## PROBLEM DESCRIPTION
Please copy out all lines of the entries that contain the word "below".

[Opening MATERIAL SUPPLIED section]

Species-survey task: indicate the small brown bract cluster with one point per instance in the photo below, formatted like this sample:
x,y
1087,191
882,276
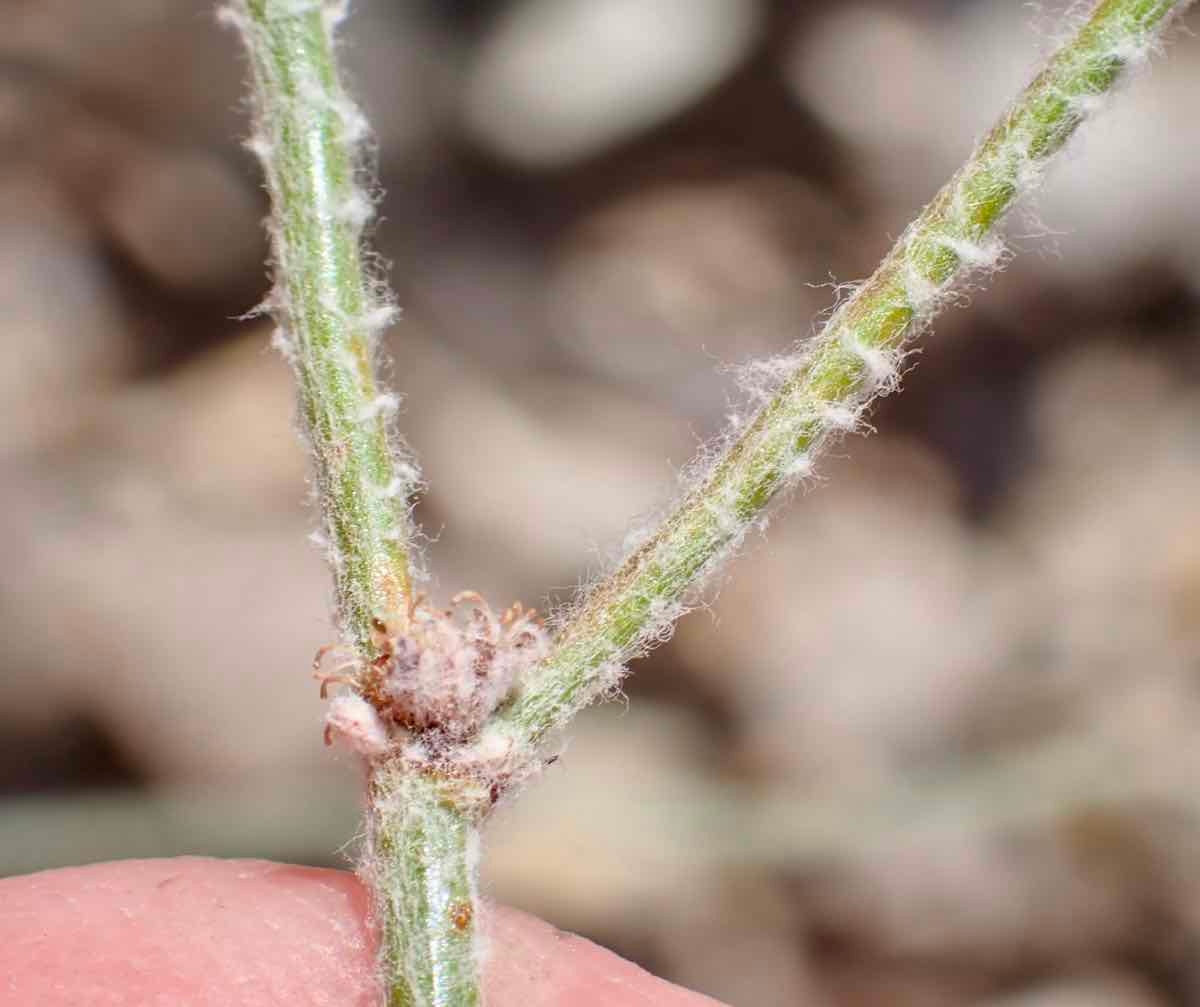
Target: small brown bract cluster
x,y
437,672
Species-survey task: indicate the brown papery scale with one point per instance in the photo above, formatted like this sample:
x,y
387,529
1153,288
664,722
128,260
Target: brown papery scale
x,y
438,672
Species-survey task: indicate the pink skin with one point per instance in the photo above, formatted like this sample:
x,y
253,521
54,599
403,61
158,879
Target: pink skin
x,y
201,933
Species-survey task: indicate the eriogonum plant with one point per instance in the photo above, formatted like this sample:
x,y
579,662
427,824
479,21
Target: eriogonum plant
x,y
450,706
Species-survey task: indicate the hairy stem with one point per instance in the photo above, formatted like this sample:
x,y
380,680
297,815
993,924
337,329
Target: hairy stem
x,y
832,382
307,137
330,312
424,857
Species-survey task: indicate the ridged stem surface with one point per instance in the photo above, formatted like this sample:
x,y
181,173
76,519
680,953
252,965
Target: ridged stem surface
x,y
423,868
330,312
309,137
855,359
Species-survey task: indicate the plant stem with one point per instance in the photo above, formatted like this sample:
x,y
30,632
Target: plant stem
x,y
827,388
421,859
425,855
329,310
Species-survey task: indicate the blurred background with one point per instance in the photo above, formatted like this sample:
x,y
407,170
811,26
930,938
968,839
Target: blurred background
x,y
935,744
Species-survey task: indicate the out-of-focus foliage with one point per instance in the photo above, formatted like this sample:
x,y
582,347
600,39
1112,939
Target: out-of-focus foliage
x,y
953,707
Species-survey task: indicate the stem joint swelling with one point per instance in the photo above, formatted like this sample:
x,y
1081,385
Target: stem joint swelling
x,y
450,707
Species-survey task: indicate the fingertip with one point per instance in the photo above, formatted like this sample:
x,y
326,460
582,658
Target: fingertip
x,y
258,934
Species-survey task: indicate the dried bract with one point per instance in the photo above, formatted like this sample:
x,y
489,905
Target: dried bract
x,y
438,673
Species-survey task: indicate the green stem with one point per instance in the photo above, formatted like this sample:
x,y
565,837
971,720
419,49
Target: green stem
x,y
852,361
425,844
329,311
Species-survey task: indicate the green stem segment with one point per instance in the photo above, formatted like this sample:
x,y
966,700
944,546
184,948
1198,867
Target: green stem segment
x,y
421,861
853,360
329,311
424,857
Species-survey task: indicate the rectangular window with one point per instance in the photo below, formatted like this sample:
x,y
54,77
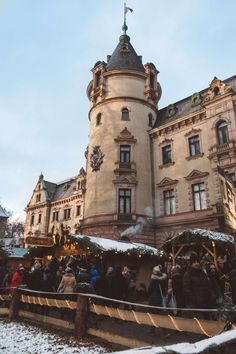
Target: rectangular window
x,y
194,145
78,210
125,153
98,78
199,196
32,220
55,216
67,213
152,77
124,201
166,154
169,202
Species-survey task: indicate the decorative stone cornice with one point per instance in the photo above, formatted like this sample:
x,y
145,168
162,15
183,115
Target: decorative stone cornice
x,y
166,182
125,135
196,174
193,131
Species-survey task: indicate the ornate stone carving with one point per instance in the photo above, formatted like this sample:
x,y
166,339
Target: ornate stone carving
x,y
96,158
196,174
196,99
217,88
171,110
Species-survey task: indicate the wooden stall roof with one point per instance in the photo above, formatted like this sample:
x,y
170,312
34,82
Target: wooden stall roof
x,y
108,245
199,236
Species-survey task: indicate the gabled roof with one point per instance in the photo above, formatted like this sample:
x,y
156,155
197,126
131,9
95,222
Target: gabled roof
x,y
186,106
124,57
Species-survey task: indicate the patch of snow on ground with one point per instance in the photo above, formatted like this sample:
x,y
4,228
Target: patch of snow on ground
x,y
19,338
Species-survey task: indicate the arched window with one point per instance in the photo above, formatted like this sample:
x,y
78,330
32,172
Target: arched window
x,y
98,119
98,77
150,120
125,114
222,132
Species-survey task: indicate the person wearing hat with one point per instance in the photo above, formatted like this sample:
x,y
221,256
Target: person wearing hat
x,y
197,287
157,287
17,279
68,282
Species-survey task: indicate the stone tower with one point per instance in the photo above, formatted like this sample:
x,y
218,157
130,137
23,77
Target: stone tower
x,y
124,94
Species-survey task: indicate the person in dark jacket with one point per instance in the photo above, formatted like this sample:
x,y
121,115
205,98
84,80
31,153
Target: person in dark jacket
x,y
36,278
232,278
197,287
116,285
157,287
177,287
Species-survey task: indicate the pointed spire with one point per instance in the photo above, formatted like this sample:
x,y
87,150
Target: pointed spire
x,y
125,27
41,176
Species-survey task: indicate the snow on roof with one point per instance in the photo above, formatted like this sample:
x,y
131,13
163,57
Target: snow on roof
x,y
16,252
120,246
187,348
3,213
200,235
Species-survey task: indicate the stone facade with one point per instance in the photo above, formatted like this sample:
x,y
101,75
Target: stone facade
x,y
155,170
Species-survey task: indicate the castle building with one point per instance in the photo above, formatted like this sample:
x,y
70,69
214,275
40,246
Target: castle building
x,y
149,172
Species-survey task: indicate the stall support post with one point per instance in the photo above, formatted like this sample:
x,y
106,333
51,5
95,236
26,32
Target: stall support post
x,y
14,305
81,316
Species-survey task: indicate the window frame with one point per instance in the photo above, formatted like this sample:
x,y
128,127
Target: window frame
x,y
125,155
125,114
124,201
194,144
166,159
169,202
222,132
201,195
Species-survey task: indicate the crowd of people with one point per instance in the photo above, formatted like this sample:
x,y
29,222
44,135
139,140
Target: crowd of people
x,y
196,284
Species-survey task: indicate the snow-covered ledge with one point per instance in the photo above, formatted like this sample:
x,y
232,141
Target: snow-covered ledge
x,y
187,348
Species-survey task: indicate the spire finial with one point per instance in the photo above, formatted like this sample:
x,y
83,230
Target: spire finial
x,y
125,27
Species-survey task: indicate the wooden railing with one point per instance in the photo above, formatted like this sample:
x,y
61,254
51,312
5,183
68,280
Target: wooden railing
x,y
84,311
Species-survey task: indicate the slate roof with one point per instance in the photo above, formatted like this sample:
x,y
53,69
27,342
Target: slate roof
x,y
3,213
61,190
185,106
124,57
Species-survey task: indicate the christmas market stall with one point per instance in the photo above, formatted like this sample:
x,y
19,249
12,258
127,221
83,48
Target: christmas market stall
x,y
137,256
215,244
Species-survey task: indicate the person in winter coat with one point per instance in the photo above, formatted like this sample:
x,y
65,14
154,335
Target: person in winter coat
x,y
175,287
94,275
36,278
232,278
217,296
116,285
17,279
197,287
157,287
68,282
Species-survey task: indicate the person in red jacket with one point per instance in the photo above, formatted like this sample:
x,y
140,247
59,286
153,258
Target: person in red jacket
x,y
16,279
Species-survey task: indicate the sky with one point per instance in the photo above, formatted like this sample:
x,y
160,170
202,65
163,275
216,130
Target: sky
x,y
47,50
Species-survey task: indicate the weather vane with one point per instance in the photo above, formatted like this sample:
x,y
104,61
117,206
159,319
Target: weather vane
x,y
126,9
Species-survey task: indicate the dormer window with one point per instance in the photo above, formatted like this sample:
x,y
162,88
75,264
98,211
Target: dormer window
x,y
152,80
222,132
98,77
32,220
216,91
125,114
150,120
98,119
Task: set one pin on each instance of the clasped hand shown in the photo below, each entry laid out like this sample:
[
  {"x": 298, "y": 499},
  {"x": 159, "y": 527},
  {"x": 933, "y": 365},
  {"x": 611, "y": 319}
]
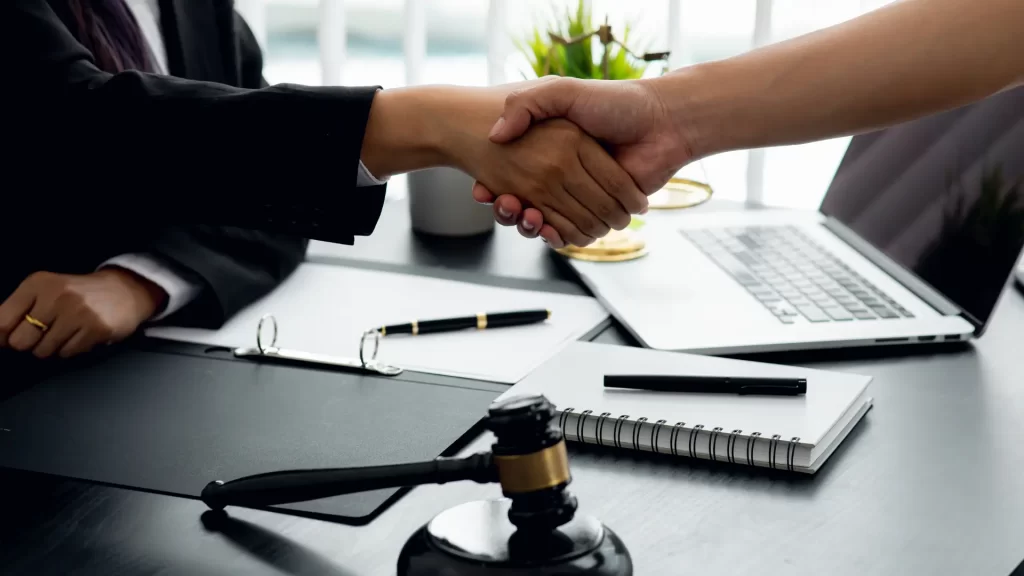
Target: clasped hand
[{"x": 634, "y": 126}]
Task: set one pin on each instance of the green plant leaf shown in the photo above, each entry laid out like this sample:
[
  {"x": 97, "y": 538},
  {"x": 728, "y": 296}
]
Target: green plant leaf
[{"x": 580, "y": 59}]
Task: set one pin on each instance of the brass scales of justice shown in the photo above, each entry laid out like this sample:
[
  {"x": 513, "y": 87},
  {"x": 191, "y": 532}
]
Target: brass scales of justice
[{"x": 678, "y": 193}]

[Closing MATERIAL SUPPLIED section]
[Opening MATERIAL SUPPLIED section]

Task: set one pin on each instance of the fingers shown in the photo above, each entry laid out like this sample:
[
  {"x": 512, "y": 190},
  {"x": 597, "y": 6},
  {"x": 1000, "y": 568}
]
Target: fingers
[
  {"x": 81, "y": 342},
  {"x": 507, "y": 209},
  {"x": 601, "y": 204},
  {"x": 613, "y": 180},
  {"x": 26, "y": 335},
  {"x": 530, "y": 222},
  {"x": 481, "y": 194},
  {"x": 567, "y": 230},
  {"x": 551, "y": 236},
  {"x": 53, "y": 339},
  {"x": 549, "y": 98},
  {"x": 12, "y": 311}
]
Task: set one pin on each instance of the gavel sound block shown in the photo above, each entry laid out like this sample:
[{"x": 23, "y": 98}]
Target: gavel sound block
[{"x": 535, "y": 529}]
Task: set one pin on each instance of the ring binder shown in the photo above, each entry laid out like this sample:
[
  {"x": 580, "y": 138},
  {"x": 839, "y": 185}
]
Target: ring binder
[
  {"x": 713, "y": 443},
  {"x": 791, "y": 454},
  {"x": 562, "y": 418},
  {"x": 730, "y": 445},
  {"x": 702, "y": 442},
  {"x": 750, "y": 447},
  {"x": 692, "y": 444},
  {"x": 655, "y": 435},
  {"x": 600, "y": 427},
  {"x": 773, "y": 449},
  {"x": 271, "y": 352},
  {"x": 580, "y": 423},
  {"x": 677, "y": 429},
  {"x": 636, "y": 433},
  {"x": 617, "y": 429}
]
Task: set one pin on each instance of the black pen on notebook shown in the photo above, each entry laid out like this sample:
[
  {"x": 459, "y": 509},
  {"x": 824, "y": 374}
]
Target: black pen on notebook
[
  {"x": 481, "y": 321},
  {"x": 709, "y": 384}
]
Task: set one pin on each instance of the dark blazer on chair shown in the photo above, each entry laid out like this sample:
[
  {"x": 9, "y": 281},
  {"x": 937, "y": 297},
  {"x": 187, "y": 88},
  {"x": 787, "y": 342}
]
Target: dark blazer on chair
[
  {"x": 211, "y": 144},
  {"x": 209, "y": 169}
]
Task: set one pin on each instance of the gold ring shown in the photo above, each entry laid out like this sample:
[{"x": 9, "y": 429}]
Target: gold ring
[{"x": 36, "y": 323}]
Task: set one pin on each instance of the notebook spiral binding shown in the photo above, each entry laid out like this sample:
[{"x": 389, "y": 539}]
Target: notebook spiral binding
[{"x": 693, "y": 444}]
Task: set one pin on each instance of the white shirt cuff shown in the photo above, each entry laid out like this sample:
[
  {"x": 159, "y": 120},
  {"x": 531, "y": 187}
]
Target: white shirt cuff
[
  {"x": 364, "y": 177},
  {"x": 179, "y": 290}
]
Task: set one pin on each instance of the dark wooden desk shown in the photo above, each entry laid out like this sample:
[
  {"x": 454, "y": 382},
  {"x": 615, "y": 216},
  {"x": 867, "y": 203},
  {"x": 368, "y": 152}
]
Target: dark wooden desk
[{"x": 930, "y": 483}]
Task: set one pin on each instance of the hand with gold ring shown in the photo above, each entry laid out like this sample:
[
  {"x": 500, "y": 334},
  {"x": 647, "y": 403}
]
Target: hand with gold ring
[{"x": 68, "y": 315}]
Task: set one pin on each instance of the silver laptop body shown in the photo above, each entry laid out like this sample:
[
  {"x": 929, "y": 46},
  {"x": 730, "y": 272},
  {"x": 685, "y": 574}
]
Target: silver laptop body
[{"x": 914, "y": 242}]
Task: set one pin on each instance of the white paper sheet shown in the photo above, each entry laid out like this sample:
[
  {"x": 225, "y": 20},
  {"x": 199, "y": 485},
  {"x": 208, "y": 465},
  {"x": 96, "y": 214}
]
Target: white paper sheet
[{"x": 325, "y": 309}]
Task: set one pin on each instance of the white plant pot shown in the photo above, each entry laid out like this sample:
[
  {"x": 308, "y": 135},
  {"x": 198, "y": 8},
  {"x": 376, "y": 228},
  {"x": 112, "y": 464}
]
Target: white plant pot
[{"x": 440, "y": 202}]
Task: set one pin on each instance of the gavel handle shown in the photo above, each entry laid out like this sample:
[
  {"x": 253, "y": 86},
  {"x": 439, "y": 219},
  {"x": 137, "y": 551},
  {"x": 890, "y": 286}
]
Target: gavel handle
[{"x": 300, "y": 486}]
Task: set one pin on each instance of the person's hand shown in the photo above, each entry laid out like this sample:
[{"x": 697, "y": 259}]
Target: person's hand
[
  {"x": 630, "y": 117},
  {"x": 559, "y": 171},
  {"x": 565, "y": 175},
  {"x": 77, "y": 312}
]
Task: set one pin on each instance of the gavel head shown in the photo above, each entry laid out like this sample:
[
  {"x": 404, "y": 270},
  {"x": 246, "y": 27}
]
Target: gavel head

[Closing MATERIAL SUPPLIED section]

## TASK RESULT
Species-survey task: indicate the small brown bract cluster with one point per instance in the photo below, formatted like this sample:
Species-survey task: indicate the rectangular window with one point per instance in the photo below, formatted like this sample:
Task: set one pin on each instance of the clasped hand shown in the photo below, each entry laid out like this sample:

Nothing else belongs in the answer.